The data:
==============================
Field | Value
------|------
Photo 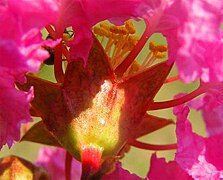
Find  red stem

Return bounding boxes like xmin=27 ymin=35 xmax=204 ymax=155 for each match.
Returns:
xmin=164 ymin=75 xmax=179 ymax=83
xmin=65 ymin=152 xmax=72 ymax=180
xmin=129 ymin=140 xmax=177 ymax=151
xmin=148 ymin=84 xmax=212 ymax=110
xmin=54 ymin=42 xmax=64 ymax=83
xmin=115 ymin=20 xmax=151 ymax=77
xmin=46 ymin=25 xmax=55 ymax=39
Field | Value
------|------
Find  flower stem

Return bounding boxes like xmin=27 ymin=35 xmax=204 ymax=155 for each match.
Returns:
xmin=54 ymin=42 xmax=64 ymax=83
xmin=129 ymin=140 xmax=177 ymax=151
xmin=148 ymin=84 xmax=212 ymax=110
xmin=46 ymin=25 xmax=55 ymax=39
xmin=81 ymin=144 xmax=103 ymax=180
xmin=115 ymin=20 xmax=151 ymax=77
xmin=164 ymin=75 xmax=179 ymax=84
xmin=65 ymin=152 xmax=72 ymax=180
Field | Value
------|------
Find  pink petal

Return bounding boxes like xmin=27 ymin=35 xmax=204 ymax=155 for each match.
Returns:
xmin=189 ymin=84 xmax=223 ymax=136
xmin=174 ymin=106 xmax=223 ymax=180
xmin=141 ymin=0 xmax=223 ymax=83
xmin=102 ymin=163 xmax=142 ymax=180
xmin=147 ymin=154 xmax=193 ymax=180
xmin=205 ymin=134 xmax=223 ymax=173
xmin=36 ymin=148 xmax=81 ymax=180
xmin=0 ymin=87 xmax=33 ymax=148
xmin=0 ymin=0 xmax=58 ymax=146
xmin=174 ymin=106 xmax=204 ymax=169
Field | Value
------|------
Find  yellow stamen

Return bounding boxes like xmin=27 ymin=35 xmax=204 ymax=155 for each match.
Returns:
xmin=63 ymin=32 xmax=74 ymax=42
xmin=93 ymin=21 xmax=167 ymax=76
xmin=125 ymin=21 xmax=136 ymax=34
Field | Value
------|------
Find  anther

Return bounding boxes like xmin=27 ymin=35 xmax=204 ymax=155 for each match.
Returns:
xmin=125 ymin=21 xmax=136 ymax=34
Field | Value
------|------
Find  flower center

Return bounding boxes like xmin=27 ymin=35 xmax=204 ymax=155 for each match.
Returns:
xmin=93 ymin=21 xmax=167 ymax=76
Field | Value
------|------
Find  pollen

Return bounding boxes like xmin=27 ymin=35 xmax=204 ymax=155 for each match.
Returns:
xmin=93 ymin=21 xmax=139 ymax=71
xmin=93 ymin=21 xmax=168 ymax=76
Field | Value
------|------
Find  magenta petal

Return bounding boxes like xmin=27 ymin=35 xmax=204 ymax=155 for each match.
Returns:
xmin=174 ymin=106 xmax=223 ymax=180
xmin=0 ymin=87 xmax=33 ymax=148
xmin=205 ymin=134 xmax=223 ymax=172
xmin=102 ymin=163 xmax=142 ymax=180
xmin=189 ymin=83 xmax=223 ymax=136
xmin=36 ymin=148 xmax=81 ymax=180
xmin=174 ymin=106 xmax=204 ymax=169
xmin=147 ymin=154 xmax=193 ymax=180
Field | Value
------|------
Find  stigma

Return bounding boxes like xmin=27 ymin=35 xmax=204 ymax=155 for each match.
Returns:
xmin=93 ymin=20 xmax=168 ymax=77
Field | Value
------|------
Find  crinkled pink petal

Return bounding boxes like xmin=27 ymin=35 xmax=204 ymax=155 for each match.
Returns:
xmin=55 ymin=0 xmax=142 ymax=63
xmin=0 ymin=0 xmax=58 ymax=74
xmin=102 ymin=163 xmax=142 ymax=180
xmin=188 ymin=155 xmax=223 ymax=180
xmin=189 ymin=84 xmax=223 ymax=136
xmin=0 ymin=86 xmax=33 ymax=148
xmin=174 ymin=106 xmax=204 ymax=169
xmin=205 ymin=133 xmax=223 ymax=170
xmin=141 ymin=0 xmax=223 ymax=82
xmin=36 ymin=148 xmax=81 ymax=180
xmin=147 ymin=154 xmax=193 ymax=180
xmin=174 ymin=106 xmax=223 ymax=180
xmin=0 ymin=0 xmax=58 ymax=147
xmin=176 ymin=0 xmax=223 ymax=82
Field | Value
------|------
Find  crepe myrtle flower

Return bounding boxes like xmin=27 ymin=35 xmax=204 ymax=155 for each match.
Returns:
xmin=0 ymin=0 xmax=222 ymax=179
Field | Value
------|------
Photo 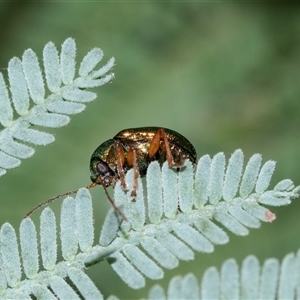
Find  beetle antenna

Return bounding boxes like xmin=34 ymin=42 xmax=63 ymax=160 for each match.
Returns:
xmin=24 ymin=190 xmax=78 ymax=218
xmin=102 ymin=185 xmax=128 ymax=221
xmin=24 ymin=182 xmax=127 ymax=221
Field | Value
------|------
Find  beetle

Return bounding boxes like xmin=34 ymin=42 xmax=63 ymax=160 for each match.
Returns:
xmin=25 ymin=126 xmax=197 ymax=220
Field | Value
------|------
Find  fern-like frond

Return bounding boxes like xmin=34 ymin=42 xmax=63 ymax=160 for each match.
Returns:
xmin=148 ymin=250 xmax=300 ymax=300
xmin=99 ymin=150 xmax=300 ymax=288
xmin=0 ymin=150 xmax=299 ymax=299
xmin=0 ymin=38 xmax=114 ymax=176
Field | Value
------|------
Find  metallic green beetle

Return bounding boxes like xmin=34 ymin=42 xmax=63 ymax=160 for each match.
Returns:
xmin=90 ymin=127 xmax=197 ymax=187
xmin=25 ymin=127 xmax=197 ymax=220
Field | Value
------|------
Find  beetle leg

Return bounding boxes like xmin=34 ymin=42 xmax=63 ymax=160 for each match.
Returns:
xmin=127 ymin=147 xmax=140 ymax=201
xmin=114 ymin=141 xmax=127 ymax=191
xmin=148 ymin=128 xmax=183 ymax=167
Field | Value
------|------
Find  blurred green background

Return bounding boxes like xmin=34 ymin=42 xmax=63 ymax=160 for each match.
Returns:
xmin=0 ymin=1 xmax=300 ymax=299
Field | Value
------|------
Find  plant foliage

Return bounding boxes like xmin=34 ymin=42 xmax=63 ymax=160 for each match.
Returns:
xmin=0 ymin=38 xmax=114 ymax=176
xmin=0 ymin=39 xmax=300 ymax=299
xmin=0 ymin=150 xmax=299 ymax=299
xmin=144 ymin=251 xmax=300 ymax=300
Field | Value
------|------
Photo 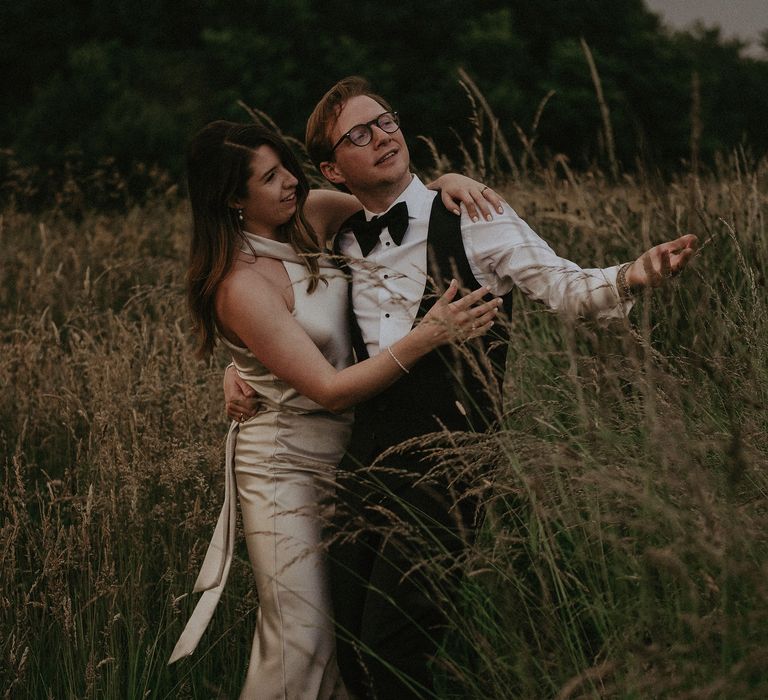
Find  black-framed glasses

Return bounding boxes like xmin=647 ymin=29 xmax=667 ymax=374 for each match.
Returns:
==============================
Exercise: Restate the data above exactly, stripping out each image.

Completed task:
Field | Value
------|------
Photo 
Find  red stem

Return bounding boxes like xmin=27 ymin=35 xmax=204 ymax=155 for each match.
Returns:
xmin=164 ymin=75 xmax=179 ymax=83
xmin=65 ymin=152 xmax=72 ymax=180
xmin=129 ymin=140 xmax=177 ymax=151
xmin=148 ymin=84 xmax=212 ymax=110
xmin=54 ymin=42 xmax=64 ymax=83
xmin=115 ymin=20 xmax=151 ymax=77
xmin=46 ymin=25 xmax=55 ymax=39
Field | Value
------|------
Find  flower stem

Return bounding boxes like xmin=27 ymin=35 xmax=204 ymax=155 for each match.
Returns:
xmin=54 ymin=42 xmax=64 ymax=83
xmin=129 ymin=140 xmax=177 ymax=151
xmin=148 ymin=84 xmax=212 ymax=110
xmin=46 ymin=25 xmax=55 ymax=39
xmin=81 ymin=144 xmax=103 ymax=180
xmin=115 ymin=20 xmax=151 ymax=77
xmin=164 ymin=75 xmax=179 ymax=84
xmin=65 ymin=152 xmax=72 ymax=180
Field | Value
------|------
Find  pink petal

Return bounding boxes like xmin=27 ymin=35 xmax=204 ymax=155 for each match.
Returns:
xmin=189 ymin=84 xmax=223 ymax=136
xmin=174 ymin=106 xmax=223 ymax=180
xmin=141 ymin=0 xmax=223 ymax=83
xmin=102 ymin=163 xmax=142 ymax=180
xmin=147 ymin=154 xmax=193 ymax=180
xmin=205 ymin=134 xmax=223 ymax=173
xmin=36 ymin=148 xmax=81 ymax=180
xmin=0 ymin=87 xmax=33 ymax=148
xmin=0 ymin=0 xmax=58 ymax=146
xmin=174 ymin=106 xmax=204 ymax=169
Field | Value
------|------
Find  yellow stamen

Return bounding boxes like xmin=27 ymin=35 xmax=204 ymax=155 for each match.
Returns:
xmin=63 ymin=32 xmax=74 ymax=42
xmin=93 ymin=21 xmax=167 ymax=76
xmin=125 ymin=21 xmax=136 ymax=34
Field | Value
------|------
Find  anther

Return bounding boxes like xmin=27 ymin=35 xmax=204 ymax=155 for each match.
Returns:
xmin=125 ymin=21 xmax=136 ymax=34
Field | Value
------|------
Find  flower center

Return bounding boxes like xmin=27 ymin=35 xmax=204 ymax=155 for each match.
Returns:
xmin=93 ymin=21 xmax=167 ymax=76
Field | Value
------|------
Find  pollen

Return bounding boxes like xmin=27 ymin=35 xmax=204 ymax=155 for each match.
Returns:
xmin=93 ymin=21 xmax=139 ymax=71
xmin=93 ymin=21 xmax=168 ymax=76
Field | Value
------|------
Find  magenta petal

Return bounding boxes like xmin=27 ymin=35 xmax=204 ymax=155 for each match.
Returns:
xmin=174 ymin=106 xmax=223 ymax=180
xmin=0 ymin=87 xmax=33 ymax=148
xmin=205 ymin=134 xmax=223 ymax=172
xmin=102 ymin=163 xmax=142 ymax=180
xmin=189 ymin=83 xmax=223 ymax=136
xmin=36 ymin=148 xmax=81 ymax=180
xmin=174 ymin=106 xmax=204 ymax=169
xmin=147 ymin=154 xmax=193 ymax=180
Field | Value
------|------
Find  stigma

Return bounding boxes like xmin=27 ymin=35 xmax=204 ymax=155 for each match.
Returns:
xmin=93 ymin=20 xmax=168 ymax=77
Field | Value
------|------
Find  crinkled pink petal

Return bounding boxes like xmin=27 ymin=35 xmax=204 ymax=155 for each match.
Returns:
xmin=55 ymin=0 xmax=142 ymax=63
xmin=0 ymin=0 xmax=58 ymax=74
xmin=102 ymin=163 xmax=142 ymax=180
xmin=188 ymin=155 xmax=223 ymax=180
xmin=189 ymin=84 xmax=223 ymax=136
xmin=0 ymin=86 xmax=33 ymax=148
xmin=174 ymin=106 xmax=204 ymax=169
xmin=205 ymin=133 xmax=223 ymax=170
xmin=141 ymin=0 xmax=223 ymax=82
xmin=36 ymin=148 xmax=81 ymax=180
xmin=147 ymin=154 xmax=193 ymax=180
xmin=174 ymin=106 xmax=223 ymax=180
xmin=0 ymin=0 xmax=58 ymax=147
xmin=176 ymin=0 xmax=223 ymax=82
Field | Value
------|------
Find  crepe myrtle flower

Return bounding boxes like xmin=27 ymin=35 xmax=204 ymax=155 for each match.
Returns:
xmin=0 ymin=0 xmax=222 ymax=179
Field | Value
------|------
Photo 
Find  beetle antenna

Return bounding boxes like xmin=34 ymin=42 xmax=63 ymax=160 for each match.
Returns:
xmin=24 ymin=190 xmax=78 ymax=218
xmin=102 ymin=185 xmax=128 ymax=221
xmin=24 ymin=182 xmax=127 ymax=221
Field | Value
------|------
Find  beetle

Return bounding boxes like xmin=34 ymin=42 xmax=63 ymax=160 for each match.
Returns:
xmin=25 ymin=126 xmax=197 ymax=220
Field | Value
------|------
Find  fern-like frond

Return bounding boxes like xmin=34 ymin=42 xmax=63 ymax=160 for each match.
Returns:
xmin=148 ymin=250 xmax=300 ymax=300
xmin=99 ymin=150 xmax=300 ymax=288
xmin=0 ymin=150 xmax=299 ymax=299
xmin=0 ymin=38 xmax=114 ymax=176
Field | Value
------|------
Find  metallic green beetle

Return bounding boxes like xmin=34 ymin=42 xmax=63 ymax=160 for each match.
Returns:
xmin=90 ymin=127 xmax=197 ymax=187
xmin=25 ymin=127 xmax=197 ymax=220
Field | Value
------|------
Find  beetle leg

Return bounding boxes like xmin=34 ymin=42 xmax=63 ymax=160 for each match.
Returns:
xmin=127 ymin=147 xmax=140 ymax=201
xmin=114 ymin=141 xmax=127 ymax=191
xmin=148 ymin=128 xmax=183 ymax=167
Field | Value
------|------
Find  blurred green background

Return bounding boxes like xmin=34 ymin=42 xmax=63 ymax=160 for each match.
Returns:
xmin=0 ymin=1 xmax=300 ymax=299
Field | Value
------|------
Find  plant foliage

Return bounding boxes like xmin=34 ymin=42 xmax=63 ymax=160 for each match.
Returns:
xmin=0 ymin=38 xmax=114 ymax=176
xmin=0 ymin=39 xmax=300 ymax=299
xmin=0 ymin=150 xmax=299 ymax=299
xmin=144 ymin=251 xmax=300 ymax=300
Field | Value
------|------
Photo 
Find  black-framed glasses

Return bounding boxes like xmin=647 ymin=29 xmax=667 ymax=374 for each match.
Returns:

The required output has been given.